Your answer must consist only of the lines from the start of the entries through the line that holds "negative clicks: (151, 164) (178, 164)", copied exactly, with no pictures.

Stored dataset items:
◇ ◇ ◇

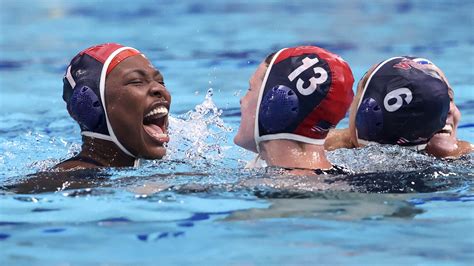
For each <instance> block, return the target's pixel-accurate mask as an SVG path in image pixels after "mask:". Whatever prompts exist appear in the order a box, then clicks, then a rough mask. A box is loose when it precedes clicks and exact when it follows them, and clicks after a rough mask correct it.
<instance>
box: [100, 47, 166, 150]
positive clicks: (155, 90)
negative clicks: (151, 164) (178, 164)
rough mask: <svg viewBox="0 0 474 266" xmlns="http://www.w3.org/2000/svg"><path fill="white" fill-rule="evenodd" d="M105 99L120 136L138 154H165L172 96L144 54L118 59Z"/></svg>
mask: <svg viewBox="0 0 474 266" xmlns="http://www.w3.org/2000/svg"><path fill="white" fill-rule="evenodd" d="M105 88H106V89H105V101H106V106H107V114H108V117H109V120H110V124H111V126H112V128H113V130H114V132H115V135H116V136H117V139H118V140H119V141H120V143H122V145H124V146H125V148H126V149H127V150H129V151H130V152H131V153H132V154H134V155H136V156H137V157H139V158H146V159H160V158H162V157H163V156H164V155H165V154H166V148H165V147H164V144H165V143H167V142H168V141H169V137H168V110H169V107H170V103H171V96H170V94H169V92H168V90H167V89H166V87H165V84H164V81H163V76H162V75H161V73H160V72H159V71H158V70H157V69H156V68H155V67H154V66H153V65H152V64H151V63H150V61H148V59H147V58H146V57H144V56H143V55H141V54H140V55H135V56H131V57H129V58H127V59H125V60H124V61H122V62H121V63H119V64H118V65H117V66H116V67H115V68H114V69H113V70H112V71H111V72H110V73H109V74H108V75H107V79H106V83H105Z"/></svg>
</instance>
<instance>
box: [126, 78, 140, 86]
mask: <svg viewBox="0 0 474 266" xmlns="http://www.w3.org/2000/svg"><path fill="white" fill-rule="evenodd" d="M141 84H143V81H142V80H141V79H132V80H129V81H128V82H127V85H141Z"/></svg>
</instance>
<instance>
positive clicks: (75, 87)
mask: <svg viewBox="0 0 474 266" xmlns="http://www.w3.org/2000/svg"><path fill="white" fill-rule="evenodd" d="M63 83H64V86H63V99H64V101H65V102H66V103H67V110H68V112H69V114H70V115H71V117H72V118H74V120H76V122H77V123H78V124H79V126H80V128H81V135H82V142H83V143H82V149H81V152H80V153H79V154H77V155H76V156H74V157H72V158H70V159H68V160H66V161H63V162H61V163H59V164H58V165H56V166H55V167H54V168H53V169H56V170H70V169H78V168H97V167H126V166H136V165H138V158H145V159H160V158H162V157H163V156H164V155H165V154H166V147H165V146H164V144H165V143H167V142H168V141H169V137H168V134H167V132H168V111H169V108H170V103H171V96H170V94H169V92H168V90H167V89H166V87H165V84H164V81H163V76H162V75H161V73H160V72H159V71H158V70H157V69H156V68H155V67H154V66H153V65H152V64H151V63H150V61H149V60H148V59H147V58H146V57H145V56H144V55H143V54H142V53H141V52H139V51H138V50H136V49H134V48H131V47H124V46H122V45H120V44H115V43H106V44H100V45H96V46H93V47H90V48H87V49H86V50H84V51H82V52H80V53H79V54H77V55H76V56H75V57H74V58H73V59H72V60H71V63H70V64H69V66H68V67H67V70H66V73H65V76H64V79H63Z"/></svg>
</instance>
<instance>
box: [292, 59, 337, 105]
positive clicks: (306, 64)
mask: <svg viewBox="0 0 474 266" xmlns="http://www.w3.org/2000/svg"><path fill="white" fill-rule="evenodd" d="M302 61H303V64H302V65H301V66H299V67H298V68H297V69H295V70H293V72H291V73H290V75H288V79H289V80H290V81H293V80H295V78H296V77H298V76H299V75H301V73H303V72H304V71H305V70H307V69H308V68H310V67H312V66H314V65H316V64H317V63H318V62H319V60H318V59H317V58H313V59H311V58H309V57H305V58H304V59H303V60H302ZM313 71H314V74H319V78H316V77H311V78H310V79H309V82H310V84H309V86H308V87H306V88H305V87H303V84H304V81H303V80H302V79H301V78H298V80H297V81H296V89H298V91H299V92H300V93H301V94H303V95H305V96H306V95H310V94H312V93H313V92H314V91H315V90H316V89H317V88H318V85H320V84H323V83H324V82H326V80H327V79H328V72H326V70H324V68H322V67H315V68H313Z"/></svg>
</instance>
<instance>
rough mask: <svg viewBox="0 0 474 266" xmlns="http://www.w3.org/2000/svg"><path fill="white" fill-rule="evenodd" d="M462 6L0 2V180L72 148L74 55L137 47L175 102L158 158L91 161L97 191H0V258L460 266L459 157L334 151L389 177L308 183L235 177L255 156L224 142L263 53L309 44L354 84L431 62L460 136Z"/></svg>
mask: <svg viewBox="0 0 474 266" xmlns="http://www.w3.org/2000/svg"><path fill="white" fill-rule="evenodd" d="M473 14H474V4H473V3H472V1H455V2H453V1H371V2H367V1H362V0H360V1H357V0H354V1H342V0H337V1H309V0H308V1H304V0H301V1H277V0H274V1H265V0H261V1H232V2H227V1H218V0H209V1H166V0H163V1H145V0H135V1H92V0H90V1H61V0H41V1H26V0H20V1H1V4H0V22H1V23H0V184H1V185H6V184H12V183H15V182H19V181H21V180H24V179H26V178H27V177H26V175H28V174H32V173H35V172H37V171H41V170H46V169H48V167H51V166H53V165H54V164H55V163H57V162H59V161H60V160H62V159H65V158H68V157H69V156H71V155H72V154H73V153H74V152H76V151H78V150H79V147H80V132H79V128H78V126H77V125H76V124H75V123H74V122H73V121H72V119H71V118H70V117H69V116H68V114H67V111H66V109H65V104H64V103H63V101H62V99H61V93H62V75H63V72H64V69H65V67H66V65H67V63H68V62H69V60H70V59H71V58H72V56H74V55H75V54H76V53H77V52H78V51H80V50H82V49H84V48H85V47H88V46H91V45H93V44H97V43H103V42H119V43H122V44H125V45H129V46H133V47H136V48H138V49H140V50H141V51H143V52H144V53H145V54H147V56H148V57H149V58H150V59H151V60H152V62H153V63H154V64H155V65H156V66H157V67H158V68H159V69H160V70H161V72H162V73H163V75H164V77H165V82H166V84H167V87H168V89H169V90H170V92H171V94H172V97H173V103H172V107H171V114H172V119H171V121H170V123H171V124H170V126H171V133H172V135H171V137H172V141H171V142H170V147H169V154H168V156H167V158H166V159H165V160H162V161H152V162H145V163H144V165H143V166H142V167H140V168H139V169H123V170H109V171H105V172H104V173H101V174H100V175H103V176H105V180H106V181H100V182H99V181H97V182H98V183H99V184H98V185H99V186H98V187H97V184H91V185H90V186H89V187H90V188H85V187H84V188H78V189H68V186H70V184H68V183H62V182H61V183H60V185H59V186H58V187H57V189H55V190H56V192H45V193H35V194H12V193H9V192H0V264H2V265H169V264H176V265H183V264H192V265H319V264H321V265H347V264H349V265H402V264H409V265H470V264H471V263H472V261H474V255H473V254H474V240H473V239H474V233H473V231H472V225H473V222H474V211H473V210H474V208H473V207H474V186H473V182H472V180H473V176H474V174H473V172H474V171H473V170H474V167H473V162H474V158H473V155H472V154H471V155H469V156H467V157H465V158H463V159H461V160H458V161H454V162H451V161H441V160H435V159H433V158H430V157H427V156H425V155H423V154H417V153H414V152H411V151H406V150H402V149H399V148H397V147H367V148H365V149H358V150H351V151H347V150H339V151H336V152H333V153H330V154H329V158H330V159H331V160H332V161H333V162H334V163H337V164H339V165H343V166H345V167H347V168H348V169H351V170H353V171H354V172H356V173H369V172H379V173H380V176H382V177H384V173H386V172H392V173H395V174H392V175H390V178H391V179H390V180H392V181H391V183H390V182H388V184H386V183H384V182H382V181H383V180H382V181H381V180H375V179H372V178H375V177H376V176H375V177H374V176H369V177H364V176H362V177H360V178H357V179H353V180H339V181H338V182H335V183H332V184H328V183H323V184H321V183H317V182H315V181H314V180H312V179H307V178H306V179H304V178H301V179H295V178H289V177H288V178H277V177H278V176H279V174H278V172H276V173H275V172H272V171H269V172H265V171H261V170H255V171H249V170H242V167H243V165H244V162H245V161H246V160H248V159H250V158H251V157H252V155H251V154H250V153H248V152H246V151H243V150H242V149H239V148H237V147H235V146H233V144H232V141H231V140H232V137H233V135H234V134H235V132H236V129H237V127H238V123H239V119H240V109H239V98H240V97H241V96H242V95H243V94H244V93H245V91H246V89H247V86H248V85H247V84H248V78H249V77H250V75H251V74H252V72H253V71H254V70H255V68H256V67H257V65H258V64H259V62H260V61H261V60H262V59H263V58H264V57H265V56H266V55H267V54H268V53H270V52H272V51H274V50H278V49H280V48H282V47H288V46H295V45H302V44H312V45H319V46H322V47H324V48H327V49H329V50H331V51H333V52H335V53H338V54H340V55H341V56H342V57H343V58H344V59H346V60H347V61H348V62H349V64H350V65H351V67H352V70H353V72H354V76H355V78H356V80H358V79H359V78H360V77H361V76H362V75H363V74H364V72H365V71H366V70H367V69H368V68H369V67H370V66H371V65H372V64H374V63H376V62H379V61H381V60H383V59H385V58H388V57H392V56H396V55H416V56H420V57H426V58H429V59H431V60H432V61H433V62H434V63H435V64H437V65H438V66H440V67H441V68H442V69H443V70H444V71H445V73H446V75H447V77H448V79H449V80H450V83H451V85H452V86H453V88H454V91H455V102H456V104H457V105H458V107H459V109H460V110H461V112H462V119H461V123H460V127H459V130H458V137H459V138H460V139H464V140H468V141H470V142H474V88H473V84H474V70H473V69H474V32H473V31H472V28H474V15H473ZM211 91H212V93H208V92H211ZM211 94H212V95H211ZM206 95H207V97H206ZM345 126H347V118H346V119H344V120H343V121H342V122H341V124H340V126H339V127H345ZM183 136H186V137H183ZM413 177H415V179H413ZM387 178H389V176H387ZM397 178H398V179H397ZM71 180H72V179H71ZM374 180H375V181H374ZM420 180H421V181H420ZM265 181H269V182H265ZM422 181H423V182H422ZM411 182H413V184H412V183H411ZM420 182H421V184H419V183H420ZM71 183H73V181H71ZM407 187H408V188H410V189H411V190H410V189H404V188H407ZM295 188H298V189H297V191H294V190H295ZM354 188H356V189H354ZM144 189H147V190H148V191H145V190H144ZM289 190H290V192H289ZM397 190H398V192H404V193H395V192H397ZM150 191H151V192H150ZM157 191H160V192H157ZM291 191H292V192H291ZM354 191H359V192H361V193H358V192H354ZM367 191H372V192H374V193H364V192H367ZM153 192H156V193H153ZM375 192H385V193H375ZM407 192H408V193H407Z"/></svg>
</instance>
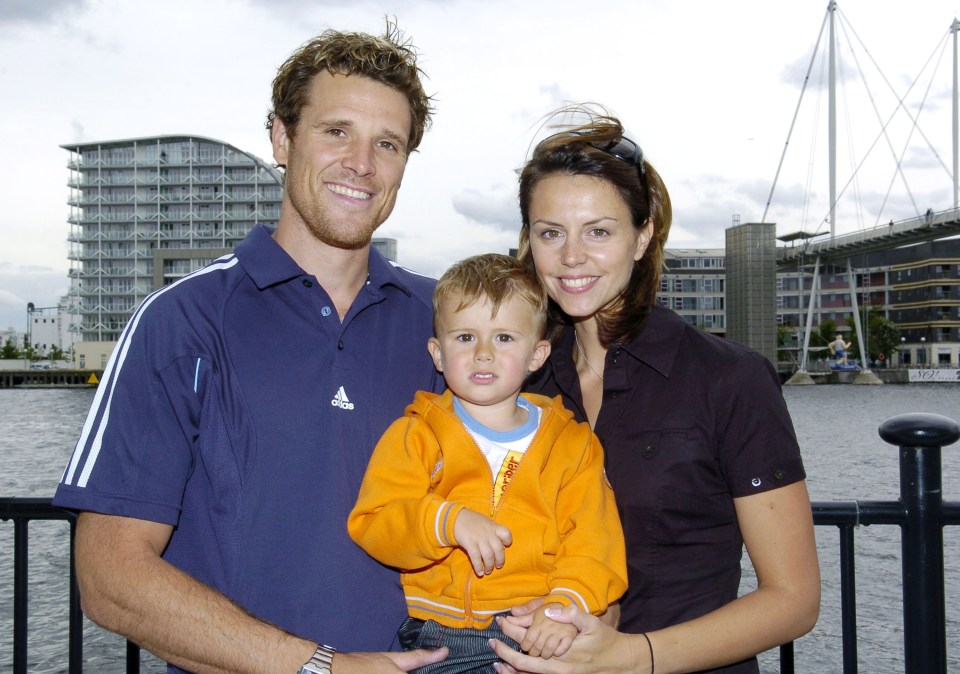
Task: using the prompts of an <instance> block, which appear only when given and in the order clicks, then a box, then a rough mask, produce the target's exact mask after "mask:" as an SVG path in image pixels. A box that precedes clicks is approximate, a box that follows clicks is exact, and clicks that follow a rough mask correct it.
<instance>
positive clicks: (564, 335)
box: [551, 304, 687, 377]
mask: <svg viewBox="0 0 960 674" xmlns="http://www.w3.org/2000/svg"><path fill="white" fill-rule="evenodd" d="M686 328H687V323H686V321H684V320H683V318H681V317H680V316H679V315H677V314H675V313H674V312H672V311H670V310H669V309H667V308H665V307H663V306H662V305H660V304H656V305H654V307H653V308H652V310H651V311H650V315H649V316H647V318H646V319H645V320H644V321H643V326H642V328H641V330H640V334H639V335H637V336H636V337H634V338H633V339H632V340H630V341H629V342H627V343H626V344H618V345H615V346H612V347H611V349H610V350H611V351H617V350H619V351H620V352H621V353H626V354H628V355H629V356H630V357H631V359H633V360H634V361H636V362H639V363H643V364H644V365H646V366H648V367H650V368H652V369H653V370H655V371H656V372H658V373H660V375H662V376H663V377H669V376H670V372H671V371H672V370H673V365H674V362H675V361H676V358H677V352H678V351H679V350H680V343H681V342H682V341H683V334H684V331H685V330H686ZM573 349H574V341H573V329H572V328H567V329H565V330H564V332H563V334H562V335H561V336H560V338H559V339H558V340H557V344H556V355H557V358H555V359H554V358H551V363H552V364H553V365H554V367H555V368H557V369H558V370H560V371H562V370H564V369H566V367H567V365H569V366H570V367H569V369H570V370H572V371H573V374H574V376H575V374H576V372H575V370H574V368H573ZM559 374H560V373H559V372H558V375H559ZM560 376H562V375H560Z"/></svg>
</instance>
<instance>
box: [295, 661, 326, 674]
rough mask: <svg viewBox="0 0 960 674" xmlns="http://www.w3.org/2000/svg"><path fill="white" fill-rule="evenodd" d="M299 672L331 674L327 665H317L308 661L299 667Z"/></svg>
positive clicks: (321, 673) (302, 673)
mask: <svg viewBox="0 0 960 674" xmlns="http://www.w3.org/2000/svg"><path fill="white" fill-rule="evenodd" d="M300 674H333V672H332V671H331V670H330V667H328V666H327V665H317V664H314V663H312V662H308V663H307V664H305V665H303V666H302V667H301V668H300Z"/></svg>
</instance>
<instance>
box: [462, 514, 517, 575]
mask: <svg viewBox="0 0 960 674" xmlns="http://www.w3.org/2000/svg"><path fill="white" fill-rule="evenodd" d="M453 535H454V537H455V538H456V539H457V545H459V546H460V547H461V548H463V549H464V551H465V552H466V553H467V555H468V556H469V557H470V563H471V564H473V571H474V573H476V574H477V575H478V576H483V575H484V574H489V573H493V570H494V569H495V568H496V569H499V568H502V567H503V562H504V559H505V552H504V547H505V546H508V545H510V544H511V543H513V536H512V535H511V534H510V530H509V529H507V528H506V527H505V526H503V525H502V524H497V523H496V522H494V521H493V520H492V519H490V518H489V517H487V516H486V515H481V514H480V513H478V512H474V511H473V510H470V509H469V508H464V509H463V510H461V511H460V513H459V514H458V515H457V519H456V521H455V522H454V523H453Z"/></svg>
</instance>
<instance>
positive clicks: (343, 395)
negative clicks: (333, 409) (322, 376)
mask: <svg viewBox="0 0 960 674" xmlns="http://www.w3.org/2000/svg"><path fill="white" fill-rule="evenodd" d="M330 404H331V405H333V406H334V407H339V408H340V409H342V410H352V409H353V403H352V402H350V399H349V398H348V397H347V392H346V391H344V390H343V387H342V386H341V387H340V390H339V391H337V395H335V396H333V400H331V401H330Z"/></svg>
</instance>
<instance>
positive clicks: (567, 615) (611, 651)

◇ ◇ ◇

Task result:
For each <instance> block, return the target's pixel-accurate mask as an SVG path in image pixels after "mask:". Whatever prompts exist appear in the order a box, then clicks, then a rough mask. A box is loose when it precedes clicks and exact when it follows them, and clicks after a rough mask correct it.
<instance>
box: [100, 47, 166, 150]
positive clicks: (155, 90)
negative clicks: (151, 164) (178, 164)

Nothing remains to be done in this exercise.